> _WORK INSTRUCTIONS_
**1.** Answer these questions using the etomidate abstract:
(a) Which two achiral etomidate analogues did the authors study?
(b) How many oocytes per receptor subtype were used for each drug?
(c) What test was used to quantify adrenocortical potencies in rats?
**2.** Carry the etomidate abstract forward from the end of its methods section.
*** SOURCE TEXT ***
Background: R-etomidate possesses unique desirable properties but potently suppresses adrenocortical function. Consequently, efforts are being made to define structure–activity relationships with the goal of designing analogues with reduced adrenocortical toxicity. The authors explored the pharmacological impact of modifying etomidate’s chiral center using R-etomidate, S-etomidate, and two achiral etomidate analogues (cyclopropyl etomidate and dihydrogen etomidate).
Methods: The γ-aminobutyric acid type A receptor modulatory potencies of drugs were assessed in oocyte-expressed α1(L264T)β3γ2L and α1(L264T)β1γ2L γ-aminobutyric acid type A receptors (for each drug, n = 6 oocytes per subtype). In rats, hypnotic potencies and durations of action were measured using a righting reflex assay (n = 26 to 30 doses per drug), and adrenocortical potencies were quantified by using an adrenocorticotropic hormone stimulation test (n = 20 experiments per drug).
*** End of SOURCE TEXT ***
*** EXTRACTED MATERIAL ***
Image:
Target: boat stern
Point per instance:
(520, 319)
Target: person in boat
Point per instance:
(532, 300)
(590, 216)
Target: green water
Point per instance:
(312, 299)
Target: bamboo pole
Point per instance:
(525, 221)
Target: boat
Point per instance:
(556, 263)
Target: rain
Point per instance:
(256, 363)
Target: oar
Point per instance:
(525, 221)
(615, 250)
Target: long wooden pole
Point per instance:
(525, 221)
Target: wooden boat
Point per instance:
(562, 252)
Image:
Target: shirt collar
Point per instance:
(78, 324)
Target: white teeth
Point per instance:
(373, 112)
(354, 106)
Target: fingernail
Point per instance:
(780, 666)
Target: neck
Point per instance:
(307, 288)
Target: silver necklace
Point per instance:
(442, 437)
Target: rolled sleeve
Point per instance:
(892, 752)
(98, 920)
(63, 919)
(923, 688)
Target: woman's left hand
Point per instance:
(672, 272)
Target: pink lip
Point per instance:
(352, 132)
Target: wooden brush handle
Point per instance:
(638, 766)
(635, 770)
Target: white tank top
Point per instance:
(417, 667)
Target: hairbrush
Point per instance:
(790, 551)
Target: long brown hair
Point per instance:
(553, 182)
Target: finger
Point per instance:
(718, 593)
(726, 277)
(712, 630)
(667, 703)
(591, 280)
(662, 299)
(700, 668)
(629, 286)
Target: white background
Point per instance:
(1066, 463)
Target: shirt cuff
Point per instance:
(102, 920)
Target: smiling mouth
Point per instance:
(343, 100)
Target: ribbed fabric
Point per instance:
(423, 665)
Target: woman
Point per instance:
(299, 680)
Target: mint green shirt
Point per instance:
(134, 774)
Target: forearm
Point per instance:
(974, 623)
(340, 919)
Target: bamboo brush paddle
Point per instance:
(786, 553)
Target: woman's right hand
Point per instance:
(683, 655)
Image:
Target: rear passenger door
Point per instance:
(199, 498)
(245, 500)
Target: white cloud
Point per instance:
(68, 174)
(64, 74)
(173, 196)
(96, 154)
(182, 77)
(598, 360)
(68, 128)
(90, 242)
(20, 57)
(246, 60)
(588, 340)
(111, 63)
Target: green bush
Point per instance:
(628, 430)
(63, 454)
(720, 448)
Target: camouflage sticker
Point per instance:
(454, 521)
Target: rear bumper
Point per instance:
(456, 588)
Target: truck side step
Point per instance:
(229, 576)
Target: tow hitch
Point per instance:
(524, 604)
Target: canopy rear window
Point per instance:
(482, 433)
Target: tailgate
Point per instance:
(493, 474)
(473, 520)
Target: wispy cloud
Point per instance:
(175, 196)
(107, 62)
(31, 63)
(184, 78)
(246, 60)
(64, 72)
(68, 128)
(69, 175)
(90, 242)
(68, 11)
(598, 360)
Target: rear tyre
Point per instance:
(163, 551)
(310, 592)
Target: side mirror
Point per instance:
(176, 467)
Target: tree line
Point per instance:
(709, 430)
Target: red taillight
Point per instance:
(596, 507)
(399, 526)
*** End of EXTRACTED MATERIAL ***
> _RESULTS IN ORDER_
**1.**
(a) Cyclopropyl etomidate and dihydrogen etomidate.
(b) Six oocytes per subtype.
(c) An adrenocorticotropic hormone stimulation test.

**2.**
Results: All four drugs activated both γ-aminobutyric acid type A receptor subtypes in vitro and produced hypnosis and suppressed adrenocortical function in rats. However, drug potencies in each model ranged by 1 to 2 orders of magnitude. R-etomidate had the highest γ-aminobutyric acid type A receptor modulatory, hypnotic, and adrenocortical inhibitory potencies. Respectively, R-etomidate, S-etomidate, and cyclopropyl etomidate were 27.4-, 18.9-, and 23.5-fold more potent activators of receptors containing β3 subunits than β1 subunits; however, dihydrogen etomidate’s subunit selectivity was only 2.48-fold and similar to that of propofol (2.08-fold). S-etomidate was 1/23rd as potent an adrenocortical inhibitor as R-etomidate.
Conclusion: The linkage between the structure of etomidate’s chiral center and its pharmacology suggests that altering etomidate’s chiral center may be used as part of a strategy to design analogues with more desirable adrenocortical activities and/or subunit selectivities.